**HOW TO COMPLETE THIS TASK:** Each record should be written out exactly as given.

(Records drawn from a dataset)
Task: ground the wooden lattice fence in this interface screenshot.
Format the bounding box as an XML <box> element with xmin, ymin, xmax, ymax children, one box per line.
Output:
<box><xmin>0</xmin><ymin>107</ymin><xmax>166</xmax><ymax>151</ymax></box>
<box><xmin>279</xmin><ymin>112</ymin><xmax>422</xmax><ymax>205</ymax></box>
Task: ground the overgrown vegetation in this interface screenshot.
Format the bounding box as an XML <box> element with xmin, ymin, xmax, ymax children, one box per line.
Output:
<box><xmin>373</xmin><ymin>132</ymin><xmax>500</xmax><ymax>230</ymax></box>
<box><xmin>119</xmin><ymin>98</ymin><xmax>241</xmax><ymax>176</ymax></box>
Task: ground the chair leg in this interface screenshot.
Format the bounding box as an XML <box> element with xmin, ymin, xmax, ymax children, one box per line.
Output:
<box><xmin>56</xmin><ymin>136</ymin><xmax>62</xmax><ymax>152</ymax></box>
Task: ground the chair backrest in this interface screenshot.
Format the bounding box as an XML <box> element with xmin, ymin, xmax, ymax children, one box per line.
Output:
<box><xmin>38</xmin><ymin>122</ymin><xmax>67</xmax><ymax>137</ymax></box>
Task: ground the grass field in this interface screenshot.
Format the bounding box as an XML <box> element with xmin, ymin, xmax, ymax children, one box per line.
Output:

**SOLUTION TO THIS EXERCISE:**
Task: ground the wooden lattice fence in this interface screenshot.
Format the bounding box as an XML <box> element with xmin, ymin, xmax, ymax children, one box per line.
Output:
<box><xmin>0</xmin><ymin>107</ymin><xmax>166</xmax><ymax>151</ymax></box>
<box><xmin>279</xmin><ymin>112</ymin><xmax>422</xmax><ymax>205</ymax></box>
Task: ground the overgrown vegetation in this interface screenshot.
Format the bounding box as an XML <box> element with xmin, ymin, xmax, ymax children, one box per line.
Output:
<box><xmin>373</xmin><ymin>132</ymin><xmax>500</xmax><ymax>230</ymax></box>
<box><xmin>119</xmin><ymin>98</ymin><xmax>241</xmax><ymax>176</ymax></box>
Task: ground the chair leg in this interface screenshot.
Format the bounding box as an XML <box> element with xmin, ymin, xmax, ymax children, one box per line.
Output:
<box><xmin>56</xmin><ymin>136</ymin><xmax>62</xmax><ymax>152</ymax></box>
Task: ground the chair backrest in this interface screenshot.
Format the bounding box as an XML <box> element with xmin, ymin, xmax, ymax children, one box per line.
Output:
<box><xmin>38</xmin><ymin>122</ymin><xmax>67</xmax><ymax>137</ymax></box>
Task: ground the grass field in this interface screenshot.
Format the bounding box as an XML <box> element with xmin, ymin, xmax, ymax children, one box per line.
Output:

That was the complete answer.